• Instructions to follow: Rewrite the items starting with the line with "Tag the rocky" and going on through the line with "(1229, 647)", changing "rocky shoreline" to "rocky coastline" and leaving everything else as it is.

• Data to use:
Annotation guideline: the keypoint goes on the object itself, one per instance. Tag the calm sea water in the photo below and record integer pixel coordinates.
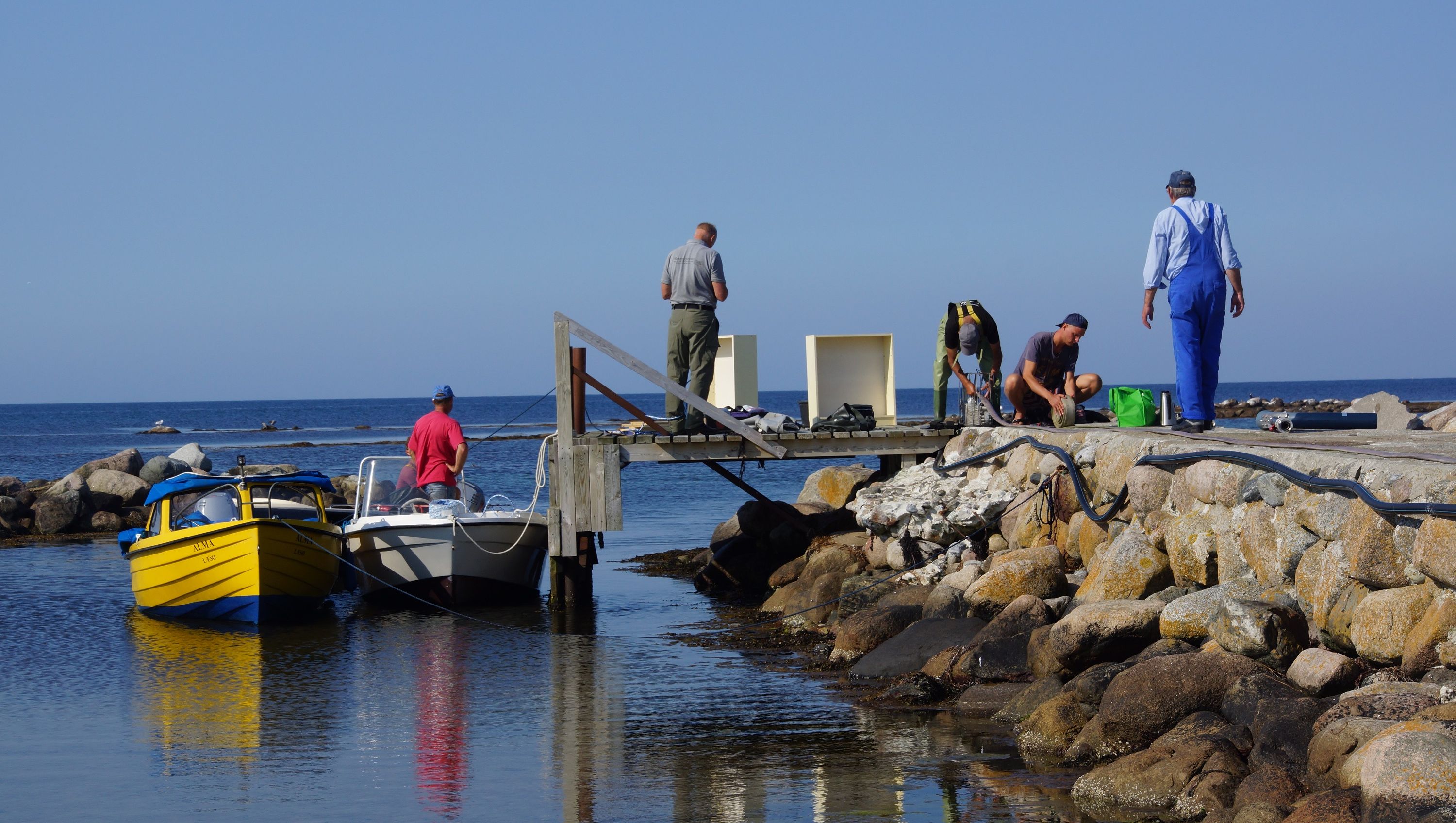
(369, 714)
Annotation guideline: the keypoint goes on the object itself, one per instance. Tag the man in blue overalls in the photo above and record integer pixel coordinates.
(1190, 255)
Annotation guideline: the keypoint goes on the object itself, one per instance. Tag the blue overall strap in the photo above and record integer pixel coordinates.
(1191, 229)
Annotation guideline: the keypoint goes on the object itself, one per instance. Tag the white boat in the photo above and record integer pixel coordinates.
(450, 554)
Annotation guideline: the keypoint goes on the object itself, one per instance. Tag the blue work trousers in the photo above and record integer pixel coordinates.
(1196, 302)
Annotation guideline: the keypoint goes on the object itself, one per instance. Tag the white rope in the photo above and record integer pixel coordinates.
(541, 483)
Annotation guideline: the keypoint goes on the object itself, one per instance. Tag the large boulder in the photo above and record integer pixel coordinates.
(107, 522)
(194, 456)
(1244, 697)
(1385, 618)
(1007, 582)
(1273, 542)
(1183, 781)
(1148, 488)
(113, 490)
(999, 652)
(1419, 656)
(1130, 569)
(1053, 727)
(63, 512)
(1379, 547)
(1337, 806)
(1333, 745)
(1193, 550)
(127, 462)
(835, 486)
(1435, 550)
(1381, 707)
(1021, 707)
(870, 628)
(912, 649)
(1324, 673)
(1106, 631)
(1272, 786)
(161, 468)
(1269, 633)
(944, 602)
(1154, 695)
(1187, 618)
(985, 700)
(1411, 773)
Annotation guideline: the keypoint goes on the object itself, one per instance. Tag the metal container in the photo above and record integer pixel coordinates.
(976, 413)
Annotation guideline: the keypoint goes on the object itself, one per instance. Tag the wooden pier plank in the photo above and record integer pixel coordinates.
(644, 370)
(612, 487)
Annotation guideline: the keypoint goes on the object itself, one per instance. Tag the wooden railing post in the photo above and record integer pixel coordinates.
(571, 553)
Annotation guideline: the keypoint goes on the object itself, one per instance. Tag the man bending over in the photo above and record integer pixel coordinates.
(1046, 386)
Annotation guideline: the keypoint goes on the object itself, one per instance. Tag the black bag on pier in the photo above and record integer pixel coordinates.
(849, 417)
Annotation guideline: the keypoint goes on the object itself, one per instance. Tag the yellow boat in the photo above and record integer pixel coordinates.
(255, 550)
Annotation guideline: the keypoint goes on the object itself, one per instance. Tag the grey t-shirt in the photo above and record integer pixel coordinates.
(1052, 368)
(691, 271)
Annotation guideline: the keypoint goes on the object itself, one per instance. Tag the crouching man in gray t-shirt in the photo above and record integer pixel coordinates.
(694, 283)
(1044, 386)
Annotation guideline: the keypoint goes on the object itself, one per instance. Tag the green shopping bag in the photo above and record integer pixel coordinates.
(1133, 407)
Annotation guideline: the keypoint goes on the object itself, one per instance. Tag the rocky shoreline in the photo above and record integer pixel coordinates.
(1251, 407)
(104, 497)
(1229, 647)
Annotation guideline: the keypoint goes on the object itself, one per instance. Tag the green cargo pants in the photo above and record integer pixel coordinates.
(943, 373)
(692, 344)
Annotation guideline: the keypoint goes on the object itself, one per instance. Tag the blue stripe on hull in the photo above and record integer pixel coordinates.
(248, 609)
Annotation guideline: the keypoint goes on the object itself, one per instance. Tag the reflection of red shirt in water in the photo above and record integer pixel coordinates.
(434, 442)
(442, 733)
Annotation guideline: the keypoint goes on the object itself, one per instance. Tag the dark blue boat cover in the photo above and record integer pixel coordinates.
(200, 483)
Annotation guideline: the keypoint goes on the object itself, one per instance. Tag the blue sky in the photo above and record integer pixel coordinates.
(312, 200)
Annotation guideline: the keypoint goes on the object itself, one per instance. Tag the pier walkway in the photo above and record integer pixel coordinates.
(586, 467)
* * *
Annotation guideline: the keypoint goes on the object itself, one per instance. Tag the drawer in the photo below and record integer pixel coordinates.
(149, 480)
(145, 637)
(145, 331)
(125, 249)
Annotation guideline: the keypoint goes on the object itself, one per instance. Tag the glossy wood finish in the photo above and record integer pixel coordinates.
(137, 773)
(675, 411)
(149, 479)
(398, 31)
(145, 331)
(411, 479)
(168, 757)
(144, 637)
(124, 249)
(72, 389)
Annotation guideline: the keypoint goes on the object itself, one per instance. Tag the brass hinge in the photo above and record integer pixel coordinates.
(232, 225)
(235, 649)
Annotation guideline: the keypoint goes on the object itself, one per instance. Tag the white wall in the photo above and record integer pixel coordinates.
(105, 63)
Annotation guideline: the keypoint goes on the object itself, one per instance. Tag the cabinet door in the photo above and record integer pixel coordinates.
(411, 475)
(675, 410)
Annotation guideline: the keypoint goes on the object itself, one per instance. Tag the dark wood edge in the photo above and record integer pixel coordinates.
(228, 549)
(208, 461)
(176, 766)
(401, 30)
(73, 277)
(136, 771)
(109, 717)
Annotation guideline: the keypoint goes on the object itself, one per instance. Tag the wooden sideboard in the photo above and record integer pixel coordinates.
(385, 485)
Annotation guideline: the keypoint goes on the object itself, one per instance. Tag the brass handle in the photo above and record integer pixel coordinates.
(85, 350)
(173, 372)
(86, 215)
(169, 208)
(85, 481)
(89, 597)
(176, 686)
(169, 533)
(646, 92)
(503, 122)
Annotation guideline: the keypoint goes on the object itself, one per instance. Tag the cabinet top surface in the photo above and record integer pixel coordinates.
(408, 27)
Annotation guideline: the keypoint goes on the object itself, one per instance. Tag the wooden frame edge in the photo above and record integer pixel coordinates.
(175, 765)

• Worked solution:
Annotation guideline: the keypoint goes on the object itself, one per instance. Tag the rocky coastline in the photo above and record integer pixel coordinates.
(1251, 407)
(104, 497)
(1229, 647)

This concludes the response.